__Written problem__
Write out the section of the Angus McAskill passage below that begins at the words "James D. Gillis" and stops after the words "a highland costume.".

__Source extract__
****
James D. Gillis says in his book, The Cape Breton Giant, that Britain's Queen Victoria summoned McAskill to Windsor Castle to see for herself if stories of his astonishing height and amazing strength were true. Almon later disputed this audience before the queen because he could find no record of it. But Duncan McAskill, another of Angus' brothers, told Gillis that he indeed appeared before the queen and afterward received from her the gift of a highland costume.
When his tour ended in 1853, McAskill returned to Cape Breton and bought a large grist mill at Munro's Point and opened a shop at Englishtown. He did well, but ten years later he suddenly took ill and soon after died from what his doctor called "brain fever." On his gravestone appears this inscription:
Erected
to
the memory of
Angus McAskill
The Nova Scotia Giant Who died August 8, 1863
Aged 38 years
A dutiful son, a kind brother,
just in all his dealings,
Universally respected by all his
acquaintance, "Mark the perfect man,
and behold the upright,
for the end of that man is peace".
****
__Data extract__
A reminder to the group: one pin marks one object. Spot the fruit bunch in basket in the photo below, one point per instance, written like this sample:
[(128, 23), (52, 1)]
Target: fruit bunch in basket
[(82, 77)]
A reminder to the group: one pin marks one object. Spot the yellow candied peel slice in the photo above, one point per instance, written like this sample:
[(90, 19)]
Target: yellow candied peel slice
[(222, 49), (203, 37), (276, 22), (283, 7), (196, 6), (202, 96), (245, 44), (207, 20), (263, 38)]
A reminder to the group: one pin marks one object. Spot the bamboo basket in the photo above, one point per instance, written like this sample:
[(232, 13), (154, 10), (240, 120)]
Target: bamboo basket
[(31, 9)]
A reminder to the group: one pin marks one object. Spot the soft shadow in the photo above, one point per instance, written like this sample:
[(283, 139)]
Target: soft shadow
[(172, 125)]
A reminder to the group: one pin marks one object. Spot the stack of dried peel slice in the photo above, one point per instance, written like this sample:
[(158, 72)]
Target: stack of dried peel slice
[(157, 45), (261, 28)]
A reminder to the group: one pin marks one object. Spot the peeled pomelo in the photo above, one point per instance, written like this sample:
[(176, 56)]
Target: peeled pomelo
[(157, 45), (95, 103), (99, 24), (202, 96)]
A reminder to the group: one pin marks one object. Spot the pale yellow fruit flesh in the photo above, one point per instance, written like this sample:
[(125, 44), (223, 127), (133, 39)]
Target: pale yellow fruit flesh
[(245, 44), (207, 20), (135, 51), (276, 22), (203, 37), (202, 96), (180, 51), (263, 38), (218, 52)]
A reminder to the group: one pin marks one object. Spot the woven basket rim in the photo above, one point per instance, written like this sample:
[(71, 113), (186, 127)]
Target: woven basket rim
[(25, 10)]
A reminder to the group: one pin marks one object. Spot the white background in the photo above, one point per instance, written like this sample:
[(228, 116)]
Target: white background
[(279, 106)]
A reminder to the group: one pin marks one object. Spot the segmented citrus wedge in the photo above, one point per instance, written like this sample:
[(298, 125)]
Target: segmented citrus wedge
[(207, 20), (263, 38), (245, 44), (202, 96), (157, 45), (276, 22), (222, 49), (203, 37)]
****
__Response below__
James D. Gillis says in his book, The Cape Breton Giant, that Britain's Queen Victoria summoned McAskill to Windsor Castle to see for herself if stories of his astonishing height and amazing strength were true. Almon later disputed this audience before the queen because he could find no record of it. But Duncan McAskill, another of Angus' brothers, told Gillis that he indeed appeared before the queen and afterward received from her the gift of a highland costume.